### Page extract

Preventing Lyme Disease
The spring and summer months often bring dangerous ticks to certain areas of the United States. The Northeast coast has the largest problem with this menacing insect. Some ticks can be infected with Lyme disease, which can be transmitted to both human and animal. April is Prevent Lyme in Dogs Month, and The Lyme Disease Foundation does all that it can to spread awareness about the risks of ticks. Luckily, there are some precautions that you can take to avoid contracting this potentially awful disease.
The Facts about Lyme Disease
Lyme disease doesn’t always present many symptoms, and it’s good to be aware of the effects of the disease in order to diagnose it. In 2007, the CDC reported over 21,000 cases of Lyme disease. It’s something that affects every state but is most prevalent in the Northeast. Regional vets report that about 40 percent of dogs that are treated test positive for Lyme disease. While some animals never present symptoms, others are very lethargic, have fevers and joint pain, and lose their appetites. It’s important to diagnose and treat this disease because when left untreated, some dogs will suffer from kidney damage. It’s usually easy to treat the disease with antibiotics when caught early on, and dogs usually fully recover.

######

Questions
- A) In the page on preventing Lyme disease, recast the paragraph that begins "Lyme disease doesn't always present many symptoms" as a short bulleted list that keeps its main facts.
- B) Write the next part of the page on preventing Lyme disease, picking up after its final sentence.
The records that come after this point are taken from a different source than the page on preventing Lyme disease.

### Extracted data

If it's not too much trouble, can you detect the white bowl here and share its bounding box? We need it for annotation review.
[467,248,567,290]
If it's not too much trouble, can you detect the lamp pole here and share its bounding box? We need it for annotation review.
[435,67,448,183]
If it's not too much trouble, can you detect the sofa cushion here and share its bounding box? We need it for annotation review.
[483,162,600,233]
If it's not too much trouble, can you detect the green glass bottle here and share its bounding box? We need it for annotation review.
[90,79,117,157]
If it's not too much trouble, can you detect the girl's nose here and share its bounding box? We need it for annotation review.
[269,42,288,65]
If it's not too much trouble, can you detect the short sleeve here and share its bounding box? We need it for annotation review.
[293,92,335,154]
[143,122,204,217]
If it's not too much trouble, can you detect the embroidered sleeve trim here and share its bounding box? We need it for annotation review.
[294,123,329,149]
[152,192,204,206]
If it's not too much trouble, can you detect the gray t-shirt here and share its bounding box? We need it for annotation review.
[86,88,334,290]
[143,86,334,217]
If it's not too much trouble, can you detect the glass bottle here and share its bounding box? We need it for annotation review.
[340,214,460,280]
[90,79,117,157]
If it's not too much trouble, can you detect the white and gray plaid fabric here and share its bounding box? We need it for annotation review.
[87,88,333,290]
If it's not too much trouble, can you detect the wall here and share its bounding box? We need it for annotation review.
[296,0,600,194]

######

Your written answers
- A)
- Lyme disease often shows few symptoms, so knowing its effects helps with diagnosis.
- The CDC reported over 21,000 cases in 2007.
- It affects every state but is most common in the Northeast.
- Regional vets report that about 40 percent of treated dogs test positive.
- Some animals show no symptoms. Others become lethargic, run fevers, have joint pain and lose their appetites.
- Left untreated, the disease can cause kidney damage in some dogs.
- Caught early, it is usually easy to treat with antibiotics, and dogs usually recover fully.

- B)
Prevention of Lyme Disease
Not all ticks carry Lyme disease, but the problem is that you don’t know which do and which don’t. The best thing to do is to avoid dense brush and long grass and do tick checks when coming in from outside. Ticks live in damp and thick grass and in the woods. If you’re hiking on trails or have brush piles, wood piles, or long grass in your yard; these are all potential places for ticks to hide. Keep your grass cut short and wear long pants and long sleeves when going into the woods.
There is a Lyme disease vaccine as well as ways to naturally control fleas and ticks in the forms of spray, collars, and topical medicines. Talk to your vet about what will work best for both of you. If you live in a high risk area, make sure to take any precaution that you can to prevent ticks on yourself and on your dog. If you find a tick on your dog, be sure to know the proper method to completely remove and dispose of the tick.